* _Pedido recebido_
As afirmações seguintes estão de acordo com a recensão de «Maremoto»? Responda sim ou não a cada uma e cite as palavras do texto que decidem a resposta.
1. Boa Morte nasceu em 1938 na província do Cunene.
2. O cão que acompanha Boa Morte chama-se Jardel.
3. Aurora, a filha de Boa Morte, vive em Luanda.

Chama-se Aurora, vive algures em Bissau e é a destinatária de uma longa carta, texto confessional assinado pelo seu pai, “Boa Morte da Silva, oriundo da província do Cunene, Sul de Angola, nascido em 1938, filho de Maria da Silva e pai desconhecido.” Nela, o homem fala do que é ser velho e preto, subir e descer vezes sem conta uma rua de vivos e mortos a arrumar carros, viver da caridade dos outros a guardar o que não está em perigo. Por companhia tem uma hérnia a querer rebentar-lhe no umbigo, um cão de nome Jardel por companheiro e, por vezes, Fatinha, uma jovem sem-abrigo que não diz coisa com coisa. Nas horas felizes, sobem ao Miradouro de Santa Catarina, vêem-se ao longe os navios no rio, comem uma boa merenda de pão com queijo e fiambre, enquanto crescem na boca os sorrisos com as cabriolices do Jardel. Nos outros, que são quase todos, é voltar a ser um espírito que habita as ruas, que anda com os pés e as pernas, que fala e respira, mas por quem as pessoas passam, circulam e nada vêem.

Rua acima, rua abaixo, Boa Morte sorve o aroma a castanhas assadas que se espalha no ar e envelhece de mãos vazias. Passa muito tempo sem haver carro que dê moeda. No dia seguinte não haverá dinheiro para a camioneta… É aqui que paro para pensar, para reflectir na minha atitude de, tomando a parte pelo todo, raramente dar uns trocos a quem me estende a mão. São actos de puro egoísmo que, bem vistas as coisas, é a mim que magoam. “Quem sabe se notavam que mudávamos de passeio para os evitar, mudar de passeio no qual ia a nossa morte e não a sua.” Também eu vejo essas pobres almas, eles sempre de manga curta, parece que nunca têm frio, elas andrajosas, vestindo longas saias, camisolas negras e rasgadas. Fazem-se rodear dos seus sacos e plástico cheios de coisas sem valor, tapam-se com caixotes, dormem ao frio e à chuva, nas entradas de prédios ou, quando a caridade toca a “gente grada”, nas paragens de metro, no coração da terra. Também eu não faço nada.

Com este seu “Maremoto”, Djaimilia Pereira de Almeida volta a segurar-nos pelos ombros e a abanar-nos repetidamente a ver se despertamos da nossa insensibilidade. Como uma onda que avança e tudo cobre à sua passagem, a narrativa obriga-nos a olhar Boa Morte e Fatinha como gente igual a nós, gente que sente e sofre, gente cujo único pecado foi ter nascido do lado errado da noite. No grande teatro da vida, com anjinhos a voar num céu pintado de azul e nuvens, Boa Morte, Fatinha e tantos iguais a eles são actores ante uma plateia vazia. Por muito nobre que seja o carácter de uns, por muito belos e inocentes que sejam os gestos de outros, ninguém paga para entrar, todos preferem continuar a viver a sua vida de mentira, dentro de muros cada vez mais altos, fazendo rolar por baixo da porta um ou dois euros “só para não ter chatices”. Numa escrita delicada, a autora pinta quadros belos na sua crueza, obrigando-nos a olhá-los de frente e a perceber que custa tão pouco trazer um pouco de conforto e de felicidade a quem nada tem. Um livro (mais um) memorável, de uma das mais significativas e marcantes vozes da literatura portuguesa contemporânea.

* _Dados fornecidos_

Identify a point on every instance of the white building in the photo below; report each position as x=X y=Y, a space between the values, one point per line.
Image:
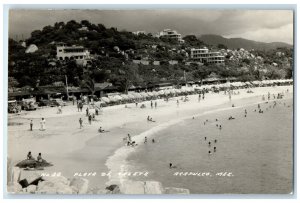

* _Resposta completa_
1. Sim: "oriundo da província do Cunene, Sul de Angola, nascido em 1938"
2. Sim: "um cão de nome Jardel"
3. Não: "vive algures em Bissau"